**BRANO:**
━━━━
DAZIO e DOGANA (XII, p. 423)
Storia. - Le due con ferenze internazionali tenute a Ginevra nel 1927 e 1928, avevano condotto alla firma di una convenzione, per cui gli stati che l'avevano ratificata si impegnavano a sopprimere entro il 30 settembre 1929 ogni divieto o restrizione all'importazione e all'esportazione, che non fossero imposte da necessità igieniche, morali od artistiche, e a non sostituirle con inasprimenti dei dazî esistenti. Ma non solo il numero delle ratifiche fu molto inferiore a quello degli stati che avevano partecipato alle conferenze (17 su 29); lo scoppio e il progressivo aggravarsi della crisi mondiale resero impossibile il rispetto di quella convenzione, che per il luglio 1934 fu denunciata da tutti gli stati che l'avevano accettata.
Così le raccomandazioni della conferenza economica internazionale del 1927 per una progressiva riduzione delle tariffe doganali e per il ripristino della clausola della nazione più favorita, che avevano trovato qua e là qualche timido inizio di attuazione, caddero, dopo l'autunno 1929, completamente nel vuoto. Prima della fine di quell'anno, misure di protezionismo agricolo estremamente severe furono adottate in Germania, in Francia e in Italia, aumenti di tariffe furono introdotti in Romania, Norvegia, Ungheria, Finlandia e in molti altri paesi. Questo movimento, che si accompagnava al consolidamento dei dazî esistenti e alla denuncia dei trattati in vigore, si accelerò e si estese a mano a mano che la depressione si diffondeva e si aggravava. L'adozione definitiva della tariffa Hawley-Smoot, estremamente protezionista, negli Stati Uniti, nel giugno 1930, fu presto seguita dall'inasprimento delle tariffe nel Canada, a Cuba, in Francia, nel Messico, in Italia, in Spagna, in Australia e nella Nuova Zelanda. Il Regno Unito abbandonò la sua vecchia tradizione libero-scambista, stabilendo dei dazî di emergenza nell'autunno 1931, e la prima tariffa doganale generale nel febbraio 1932. Ma l'efficacia del protezionismo doganale fu molto aumentata dal ritorno, in un numero sempre maggiore di paesi, al controllo dei cambî, al sistema dei contingenti e delle compensazioni bilaterali.
I numerosi tentativi fatti fra il 1931 e il 1933 di accordi internazionali per abolire o almeno attenuare tutti questi ostacoli agli scambî, fallirono completamente. Anzi, nel 1933, quasi contemporaneamente all'incontro di Washington fra Roosevelt, MacDonald e Herriot, in cui si era riconosciuta la necessità di un'azione costruttiva per diminuire le restrizioni di ogni sorta che inceppavano il commercio internazionale, gli Stati Uniti abbassarono del 40% il valore del dollaro, sganciandolo dall'oro e dandogli così il carattere di una moneta manovrata, allo scopo di favorire l'esportazione. Pochi mesi prima, gli accordi di Ottawa dell'agosto 1932 avevano istituito un sistema tariffario assai dettagliato, con numerose preferenze per gli scambî di determinati prodotti fra il Regno Unito e i Dominions: sistema preferenziale, che fu ampliato negli anni successivi, con aumenti della tariffa generale e concessioni di riduzioni per i prodotti del Commonwealth britannico.
━━━━
**MATERIALE FORNITO:**
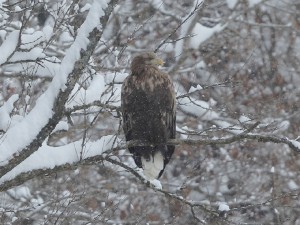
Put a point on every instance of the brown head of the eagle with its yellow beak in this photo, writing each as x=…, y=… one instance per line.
x=140, y=62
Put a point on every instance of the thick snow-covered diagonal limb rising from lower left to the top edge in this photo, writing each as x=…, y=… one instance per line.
x=23, y=139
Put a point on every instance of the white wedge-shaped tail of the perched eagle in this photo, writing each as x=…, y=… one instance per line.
x=153, y=165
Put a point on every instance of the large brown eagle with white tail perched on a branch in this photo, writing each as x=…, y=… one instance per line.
x=148, y=107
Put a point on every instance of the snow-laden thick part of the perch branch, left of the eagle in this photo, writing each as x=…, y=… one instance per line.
x=48, y=160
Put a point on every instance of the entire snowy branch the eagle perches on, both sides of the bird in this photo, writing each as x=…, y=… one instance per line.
x=100, y=150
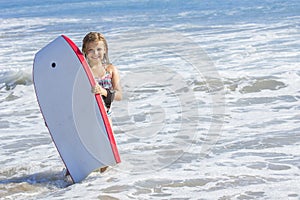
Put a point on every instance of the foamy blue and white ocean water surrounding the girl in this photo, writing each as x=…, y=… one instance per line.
x=211, y=106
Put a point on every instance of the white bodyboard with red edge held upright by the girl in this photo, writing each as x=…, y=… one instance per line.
x=76, y=118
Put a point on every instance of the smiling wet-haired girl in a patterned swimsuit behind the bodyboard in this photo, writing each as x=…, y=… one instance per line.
x=95, y=50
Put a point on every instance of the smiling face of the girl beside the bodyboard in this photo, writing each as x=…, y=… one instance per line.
x=95, y=52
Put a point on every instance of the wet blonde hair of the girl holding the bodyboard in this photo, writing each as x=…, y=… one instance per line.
x=95, y=37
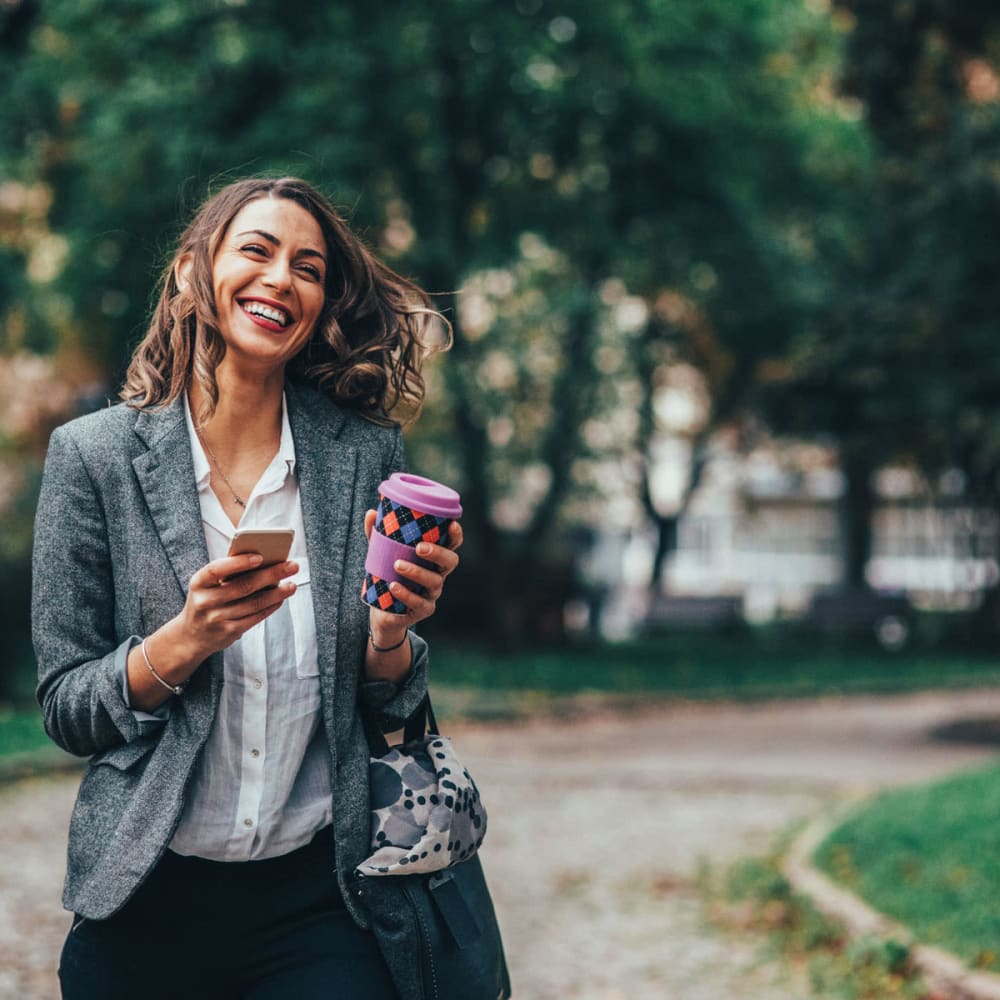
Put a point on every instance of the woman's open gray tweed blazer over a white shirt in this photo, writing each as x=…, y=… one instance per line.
x=118, y=535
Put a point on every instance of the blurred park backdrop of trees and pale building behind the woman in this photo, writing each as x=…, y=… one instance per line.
x=722, y=276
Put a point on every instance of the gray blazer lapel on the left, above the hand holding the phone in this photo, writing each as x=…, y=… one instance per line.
x=166, y=477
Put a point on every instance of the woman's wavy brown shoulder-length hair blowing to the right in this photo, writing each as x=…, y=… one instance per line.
x=365, y=351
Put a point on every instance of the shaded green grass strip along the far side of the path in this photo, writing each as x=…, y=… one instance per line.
x=706, y=665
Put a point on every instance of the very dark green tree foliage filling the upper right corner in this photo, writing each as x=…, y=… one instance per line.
x=900, y=365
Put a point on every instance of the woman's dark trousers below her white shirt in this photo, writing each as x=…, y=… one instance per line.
x=206, y=930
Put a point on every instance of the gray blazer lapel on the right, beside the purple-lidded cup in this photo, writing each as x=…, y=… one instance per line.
x=327, y=477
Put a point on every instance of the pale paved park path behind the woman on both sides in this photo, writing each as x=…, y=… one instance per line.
x=597, y=829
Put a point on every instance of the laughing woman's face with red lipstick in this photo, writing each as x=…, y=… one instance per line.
x=269, y=278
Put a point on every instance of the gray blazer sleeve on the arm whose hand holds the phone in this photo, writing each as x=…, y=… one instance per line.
x=80, y=657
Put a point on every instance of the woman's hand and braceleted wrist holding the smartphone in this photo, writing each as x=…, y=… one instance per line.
x=226, y=598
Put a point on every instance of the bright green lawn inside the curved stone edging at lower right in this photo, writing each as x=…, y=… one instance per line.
x=930, y=858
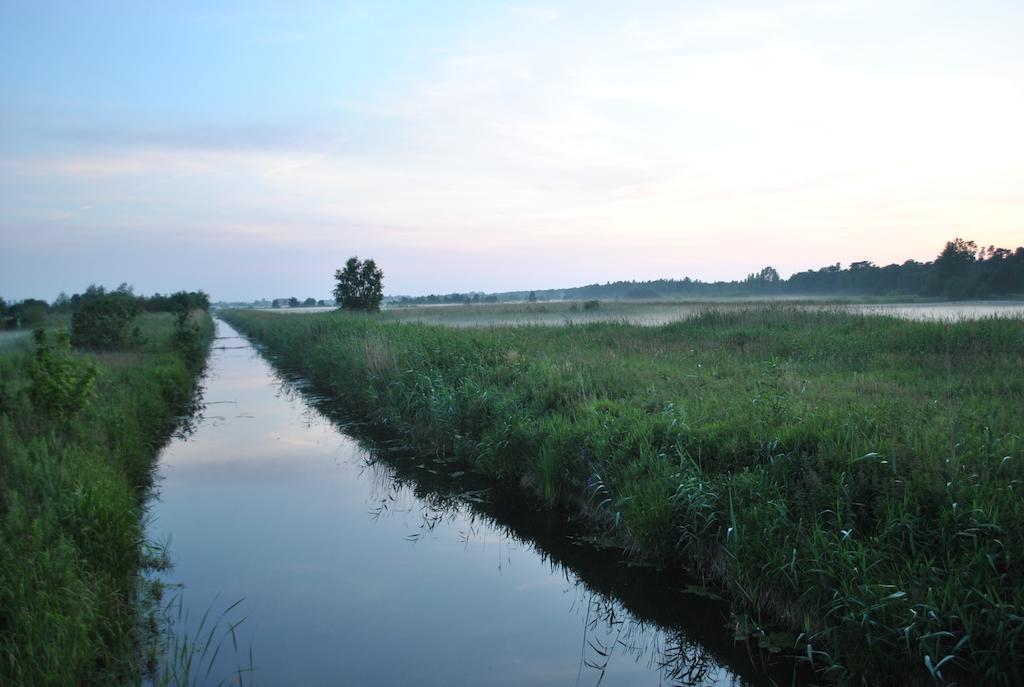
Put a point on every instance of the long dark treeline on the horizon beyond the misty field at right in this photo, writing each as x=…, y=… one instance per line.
x=962, y=271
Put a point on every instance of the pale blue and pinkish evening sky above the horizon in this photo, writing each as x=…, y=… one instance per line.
x=249, y=149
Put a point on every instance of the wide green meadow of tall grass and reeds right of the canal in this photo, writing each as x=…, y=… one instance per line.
x=851, y=482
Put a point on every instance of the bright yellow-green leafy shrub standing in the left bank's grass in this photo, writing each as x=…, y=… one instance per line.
x=61, y=384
━━━━
**CONSEGNA:** Ricopia dal brano sui dazi e le dogane la parte che si apre con le parole contenenti "Storia. - Le" e si chiude con "che l'avevano accettata.".

**RISPOSTA SCRITTA:**
Storia. - Le due con ferenze internazionali tenute a Ginevra nel 1927 e 1928, avevano condotto alla firma di una convenzione, per cui gli stati che l'avevano ratificata si impegnavano a sopprimere entro il 30 settembre 1929 ogni divieto o restrizione all'importazione e all'esportazione, che non fossero imposte da necessità igieniche, morali od artistiche, e a non sostituirle con inasprimenti dei dazî esistenti. Ma non solo il numero delle ratifiche fu molto inferiore a quello degli stati che avevano partecipato alle conferenze (17 su 29); lo scoppio e il progressivo aggravarsi della crisi mondiale resero impossibile il rispetto di quella convenzione, che per il luglio 1934 fu denunciata da tutti gli stati che l'avevano accettata.